### Given passage ###

KEY WEST, FL. State inspectors walked into Bagatelle Restaurant on Duval Street on June 9 and found food sourced from unapproved or unknown suppliers being served at one of Key West's most-visited tourist restaurants, a violation that means the ingredients on those plates bypassed every federal safety inspection designed to catch Listeria, Salmonella, and E. coli before they reach a customer.
The inspection produced 13 high-severity violations and 3 intermediate violations. The restaurant was not closed.
What Inspectors Found
The unapproved food source violation is the kind that makes outbreak investigators' jobs impossible after the fact. When a supplier is unknown or unapproved, there is no paper trail to follow if customers get sick, no way to identify a contaminated lot, and no recall mechanism that would reach the restaurant.

### Data for analysis ###

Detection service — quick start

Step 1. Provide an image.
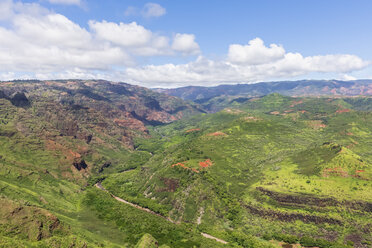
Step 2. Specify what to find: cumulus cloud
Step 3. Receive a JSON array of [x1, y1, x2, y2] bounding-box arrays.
[[124, 3, 167, 18], [0, 0, 369, 87], [89, 21, 152, 47], [0, 0, 201, 79], [48, 0, 81, 5], [172, 34, 200, 54], [124, 39, 369, 87], [141, 3, 167, 18], [228, 38, 285, 65]]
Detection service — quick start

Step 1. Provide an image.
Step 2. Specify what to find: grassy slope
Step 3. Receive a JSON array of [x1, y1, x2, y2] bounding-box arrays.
[[104, 94, 372, 247]]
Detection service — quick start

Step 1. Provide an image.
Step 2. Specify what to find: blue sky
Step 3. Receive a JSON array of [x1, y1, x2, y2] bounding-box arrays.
[[0, 0, 372, 87]]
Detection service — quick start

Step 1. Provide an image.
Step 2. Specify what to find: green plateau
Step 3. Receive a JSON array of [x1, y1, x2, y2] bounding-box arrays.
[[0, 80, 372, 248]]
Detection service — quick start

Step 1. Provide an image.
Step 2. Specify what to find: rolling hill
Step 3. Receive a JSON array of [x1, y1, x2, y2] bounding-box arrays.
[[0, 80, 372, 248]]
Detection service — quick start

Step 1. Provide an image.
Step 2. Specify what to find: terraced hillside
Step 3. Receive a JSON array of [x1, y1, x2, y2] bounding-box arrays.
[[0, 80, 372, 248], [102, 94, 372, 247]]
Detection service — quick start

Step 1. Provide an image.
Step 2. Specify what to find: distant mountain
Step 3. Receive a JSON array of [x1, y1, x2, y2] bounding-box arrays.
[[156, 80, 372, 101], [155, 80, 372, 112], [0, 80, 202, 147]]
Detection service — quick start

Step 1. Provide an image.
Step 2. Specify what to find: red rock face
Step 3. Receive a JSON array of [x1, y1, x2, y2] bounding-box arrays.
[[114, 118, 148, 133]]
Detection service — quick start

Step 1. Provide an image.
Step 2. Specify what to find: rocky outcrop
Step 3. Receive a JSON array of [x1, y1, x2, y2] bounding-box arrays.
[[256, 187, 372, 212], [10, 92, 31, 108], [244, 205, 342, 225], [73, 159, 88, 171]]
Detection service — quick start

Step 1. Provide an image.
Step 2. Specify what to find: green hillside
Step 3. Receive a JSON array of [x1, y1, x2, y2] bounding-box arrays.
[[0, 81, 372, 248]]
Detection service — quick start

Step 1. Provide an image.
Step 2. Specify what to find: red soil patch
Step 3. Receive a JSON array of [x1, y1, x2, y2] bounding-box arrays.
[[207, 132, 227, 136], [114, 118, 147, 132], [186, 128, 200, 133], [336, 109, 350, 114], [289, 100, 303, 108], [199, 159, 213, 168], [323, 167, 348, 177], [172, 162, 199, 173], [171, 159, 213, 173], [243, 116, 262, 122], [308, 120, 327, 130]]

###

■ **What is needed**:
According to the passage above about the Key West restaurant inspection, how many high-severity violations did inspectors find? Please answer briefly.

■ **Exercise output**:
13 high-severity violations.